__THINGS TO DO__:
a - Repeat the passage of the Delhi air pollution report from "The Central Pollution" to "to air pollution." word for word.
b - Pick up the Delhi air pollution report after its last sentence and continue it.

__SELECTED PASSAGE__:
Amid the air emergency in the national capital, the Union Health Ministry on Friday issued an advisory for children in Delhi and neighbouring states amid mounting pollution concerns and toxic air days that have emerged as a clear and present danger to public health. However, in a measure of respite from the smog or toxic cloud that has been hanging heavy over the national capital in the last week and more, the city on Friday received showers that saw the overall Air Quality Index (AQI) drop below 400.
The Central Pollution Control Board (CPCB) pegged the city’s overall AQI at 398 at 10.30 am on Friday. The central health advisory on Friday laid particular emphasis on children, as it advised school authorities, heads, teachers as well as parents to develop mechanisms to create awareness and motivate students to adopt better practices to mitigate and adapt to air pollution.

__DATA PROVIDED__:
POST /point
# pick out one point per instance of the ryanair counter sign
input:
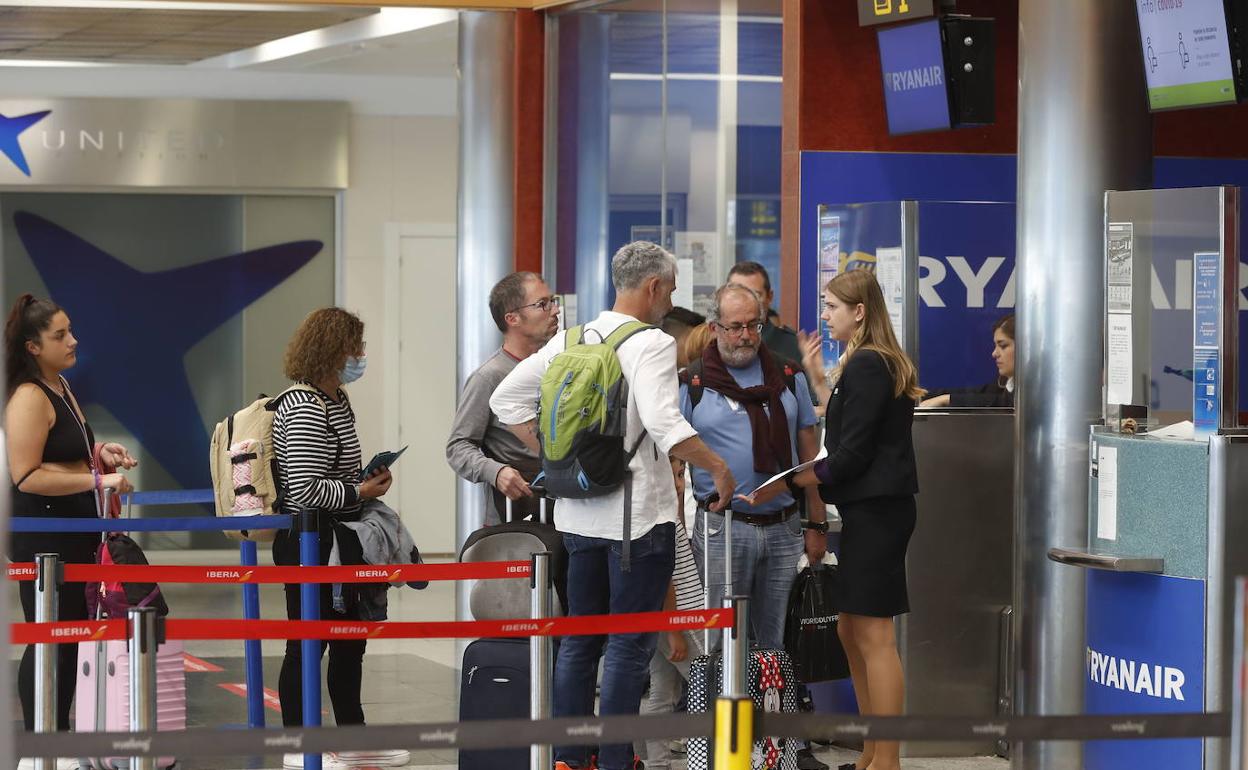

__OUTPUTS FOR THE TASKS__:
a -
The Central Pollution Control Board (CPCB) pegged the city’s overall AQI at 398 at 10.30 am on Friday. The central health advisory on Friday laid particular emphasis on children, as it advised school authorities, heads, teachers as well as parents to develop mechanisms to create awareness and motivate students to adopt better practices to mitigate and adapt to air pollution.

b -
The ministry said schools should organise awareness events and award children for taking up mitigation practices to fight air pollution. “Areas: Cities and urban areas are more likely to have outside pollution levels. Season/days: colder winter seasons/days in cities/urban; Diwali/dust storm, Timings: Morning and evening hours if SMOG is prevailing and sunlight is not visible. Sites for precautions: transit from home to school, near school gates, and outdooring. Younger children with respiratory health issues and medically underlying conditions are more vulnerable and to take more precautionary measures against risk exposure and attacks,” the Union Health Ministry stated in its advisory.
It added that the adoption of electric cars and public vehicles for schools (cars, vans, and school buses) would reduce emissions and air pollution. “Schools should encourage the use of bicycles by children studying in higher classes. Schools should ensure proper classroom ventilation by opening windows properly or installing exhaust fans. Windows should be kept closed if the air quality level is poor or above,” it stated.
The ministry further advised ‘wet mopping’ of floors at schools before students arrive, adding that the teachers may also consider using whiteboards and markers instead of chalk on blackboards. “Precautions and avoiding outdoor activities in school if the AQI level is poor or above. Students should be motivated to stay indoors during breaks,” the Union Health Ministry stated.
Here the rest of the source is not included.